● EXTRACTED TEXT
----
|A few tips for parents of bed-wetters.|
If you are a parent to a bed-wetter, here are a few things you can do:
Reduce the incidences.
In theory this sounds great, we all want our child to wet less, and for many wetting is a nightly occurrence, start with technique to reduce the wetting when possible:
- Reduce liquids before bed.
- Have child use the bathroom right before bed.
- Set alarms, etc. to help child wake up to use the toilet at night.
- Cut trigger foods out of the child’s diet.
Next, prepare your child and home for the effects of bed wetting and protect your child and your furniture.
- Pull-ups or diapers- Some say not to use pull ups or diapers because they can encourage laziness. However, others feel like it can help the child feel more independent and confident. Take time to determine which it would be for your child. If your child seems to be peeing as soon as they put the pull up on, or after they wake up, discourage the use. However, if they are older, it may be helpful for protecting the bedding from needing daily washing.
- Buy a mattress protector- For persistent bed wetters this can be key to not having to replace the mattress. Look for one with a liquid proof barrier. You may find yourself washing it frequently, but that is far less expensive than replacing a mattress that is frequently soiled.
- Use bed pads. These are disposable pads that can be placed under the individual to help catch leaks, and keep the bedding and mattress clean for longer.
----
● MATERIAL PROVIDED
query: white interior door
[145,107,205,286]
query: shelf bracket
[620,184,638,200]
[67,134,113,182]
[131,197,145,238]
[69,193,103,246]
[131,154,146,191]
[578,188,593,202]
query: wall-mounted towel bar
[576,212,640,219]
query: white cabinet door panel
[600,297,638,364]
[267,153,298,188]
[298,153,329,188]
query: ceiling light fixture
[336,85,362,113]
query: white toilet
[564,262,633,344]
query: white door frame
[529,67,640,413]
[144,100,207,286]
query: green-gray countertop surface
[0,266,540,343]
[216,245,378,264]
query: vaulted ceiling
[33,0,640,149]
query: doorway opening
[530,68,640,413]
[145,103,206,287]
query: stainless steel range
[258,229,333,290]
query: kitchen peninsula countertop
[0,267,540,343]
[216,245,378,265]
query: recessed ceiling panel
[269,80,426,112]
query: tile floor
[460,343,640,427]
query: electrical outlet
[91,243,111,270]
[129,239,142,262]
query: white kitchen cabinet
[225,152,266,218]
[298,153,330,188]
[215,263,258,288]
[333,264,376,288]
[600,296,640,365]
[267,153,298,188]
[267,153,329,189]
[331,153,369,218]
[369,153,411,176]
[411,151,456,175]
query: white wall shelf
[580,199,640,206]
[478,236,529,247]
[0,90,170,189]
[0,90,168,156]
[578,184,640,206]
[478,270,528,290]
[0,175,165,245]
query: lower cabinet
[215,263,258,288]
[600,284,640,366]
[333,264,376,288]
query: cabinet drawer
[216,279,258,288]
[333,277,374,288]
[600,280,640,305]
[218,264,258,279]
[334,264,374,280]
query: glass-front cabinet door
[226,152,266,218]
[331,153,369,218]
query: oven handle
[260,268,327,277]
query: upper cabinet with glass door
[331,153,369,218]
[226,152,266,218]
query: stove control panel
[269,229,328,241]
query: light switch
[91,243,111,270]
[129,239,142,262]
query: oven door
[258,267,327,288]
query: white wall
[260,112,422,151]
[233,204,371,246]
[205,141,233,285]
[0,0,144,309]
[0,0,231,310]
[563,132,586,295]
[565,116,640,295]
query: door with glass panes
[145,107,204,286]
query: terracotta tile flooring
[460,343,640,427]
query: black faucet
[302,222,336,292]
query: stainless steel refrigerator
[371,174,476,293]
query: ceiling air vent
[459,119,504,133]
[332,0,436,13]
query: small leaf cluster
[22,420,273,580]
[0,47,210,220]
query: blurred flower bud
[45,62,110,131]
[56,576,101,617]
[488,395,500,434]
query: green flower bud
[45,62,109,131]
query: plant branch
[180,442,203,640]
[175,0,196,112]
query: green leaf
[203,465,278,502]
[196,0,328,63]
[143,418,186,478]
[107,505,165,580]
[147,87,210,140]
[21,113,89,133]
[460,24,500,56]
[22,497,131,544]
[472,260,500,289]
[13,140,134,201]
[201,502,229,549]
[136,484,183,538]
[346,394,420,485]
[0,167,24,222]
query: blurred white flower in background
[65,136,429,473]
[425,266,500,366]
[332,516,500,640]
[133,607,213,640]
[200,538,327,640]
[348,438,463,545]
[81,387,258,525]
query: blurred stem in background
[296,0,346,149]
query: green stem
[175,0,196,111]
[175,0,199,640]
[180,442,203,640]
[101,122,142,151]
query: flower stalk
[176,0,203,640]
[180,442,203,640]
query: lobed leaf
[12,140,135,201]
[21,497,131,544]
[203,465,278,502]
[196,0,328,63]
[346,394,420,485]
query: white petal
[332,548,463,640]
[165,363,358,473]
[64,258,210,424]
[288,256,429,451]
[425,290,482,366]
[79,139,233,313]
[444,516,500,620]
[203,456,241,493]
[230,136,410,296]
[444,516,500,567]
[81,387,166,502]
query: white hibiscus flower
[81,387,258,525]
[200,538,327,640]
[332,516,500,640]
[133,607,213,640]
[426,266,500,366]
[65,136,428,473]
----
● WHAT IS NEEDED
Can you resume the bed-wetting tips for parents, the text placed before the rows, and continue it from the item about bed pads onward?

● ANSWER FOR THE TASK
- Consider room deodorizers. If your little one wets frequently it may lead to an odor build up, especially if mattress protection is not or was not being utilized. Purchasing room deodorizers to keep the scent to a minimum and protect the child from embarrassment can be very helpful.
One of the most important things to remember when it comes to bedwetting it is not motivating or helpful to get upset. Instead, look for tools to help the child control their bedwetting, don’t blame or punish. Also, be patient and supportive. Remind them it is their place to remember to use the bathroom before bed, and that you will try to help them remember but they need to take some responsibility. Help include the child in the clean-up process. This will again reinforce accountability for the child. Shaming and blaming will not stop the bed wetting.
If the problem persists discuss options with your health care professional. Childhood incontinence is not rare, but some children need more help and treatment than others. It may be tied to another problem or condition, or it may just be they are deep sleepers with small bladders.